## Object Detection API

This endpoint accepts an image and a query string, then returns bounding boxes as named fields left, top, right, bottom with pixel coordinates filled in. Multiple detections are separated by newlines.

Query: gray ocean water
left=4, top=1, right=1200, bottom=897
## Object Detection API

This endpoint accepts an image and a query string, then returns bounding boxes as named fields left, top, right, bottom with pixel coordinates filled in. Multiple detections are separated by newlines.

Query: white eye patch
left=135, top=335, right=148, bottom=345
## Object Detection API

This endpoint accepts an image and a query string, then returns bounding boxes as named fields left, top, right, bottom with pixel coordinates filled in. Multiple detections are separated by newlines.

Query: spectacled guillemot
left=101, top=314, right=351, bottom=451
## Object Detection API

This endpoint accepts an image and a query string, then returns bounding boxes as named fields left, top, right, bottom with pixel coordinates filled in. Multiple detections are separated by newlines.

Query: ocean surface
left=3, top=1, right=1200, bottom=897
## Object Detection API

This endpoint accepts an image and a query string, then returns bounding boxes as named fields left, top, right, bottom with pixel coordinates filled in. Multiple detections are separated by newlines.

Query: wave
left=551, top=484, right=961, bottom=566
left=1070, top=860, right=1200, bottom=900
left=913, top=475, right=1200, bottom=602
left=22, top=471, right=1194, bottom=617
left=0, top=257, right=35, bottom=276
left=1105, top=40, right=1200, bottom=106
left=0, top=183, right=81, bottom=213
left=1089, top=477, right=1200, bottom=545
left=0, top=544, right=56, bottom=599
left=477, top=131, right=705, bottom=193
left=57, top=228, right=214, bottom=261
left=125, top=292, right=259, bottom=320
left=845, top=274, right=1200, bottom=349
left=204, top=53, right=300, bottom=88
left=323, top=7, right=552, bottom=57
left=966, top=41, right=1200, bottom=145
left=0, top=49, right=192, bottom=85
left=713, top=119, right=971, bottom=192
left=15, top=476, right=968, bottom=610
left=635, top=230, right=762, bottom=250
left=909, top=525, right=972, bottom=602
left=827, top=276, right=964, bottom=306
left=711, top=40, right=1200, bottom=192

::::

> **Exercise aim**
Give a verbatim copy of the material above.

> **Reply**
## Object Detection API

This endpoint accepts an image and a query string, then returns bounding boxes as named fields left, top, right, bottom with pixel coordinates filled in. Multiple detections are separated by newlines.

Query: gray ocean water
left=4, top=1, right=1200, bottom=897
## Object Detection API

This endpoint accepts an image and a query string, then returns bounding boxes as named fields left, top, right, bottom with pixel coordinates filled in. Multiple detections are separated by newlines.

Query: white eye patch
left=135, top=335, right=148, bottom=345
## Object Detection API

This endpoint accepts an image and a query string, then returns bounding boxes as named fields left, top, right, bottom with pixel coordinates filled in. Multiple detections are separated by newlines.

Query: spectacled guillemot
left=101, top=314, right=351, bottom=451
## Object Detection API

This endpoint accepts an image and a query string, then returns bounding boxes as named fields left, top, right, bottom with pixel coordinates filled in. Multiple detections are separated by newlines.

Query: ocean surface
left=3, top=1, right=1200, bottom=897
## Object Detection API

This endpoint accepts an image and a query string, then returns bounding boxes as named fields left, top, right, bottom with pixel coordinates filled in. Multiple detections are separated by newlines.

Query: wave
left=551, top=484, right=961, bottom=566
left=1070, top=860, right=1200, bottom=900
left=913, top=475, right=1200, bottom=602
left=22, top=471, right=1194, bottom=617
left=0, top=257, right=35, bottom=276
left=1105, top=40, right=1200, bottom=106
left=0, top=183, right=81, bottom=213
left=1089, top=477, right=1200, bottom=545
left=0, top=544, right=56, bottom=599
left=477, top=131, right=705, bottom=193
left=57, top=228, right=214, bottom=261
left=125, top=292, right=259, bottom=320
left=845, top=274, right=1200, bottom=349
left=204, top=53, right=300, bottom=88
left=323, top=7, right=552, bottom=57
left=966, top=41, right=1200, bottom=145
left=0, top=49, right=192, bottom=85
left=713, top=119, right=971, bottom=192
left=15, top=476, right=968, bottom=610
left=635, top=230, right=762, bottom=250
left=909, top=525, right=972, bottom=602
left=827, top=276, right=964, bottom=306
left=711, top=40, right=1200, bottom=192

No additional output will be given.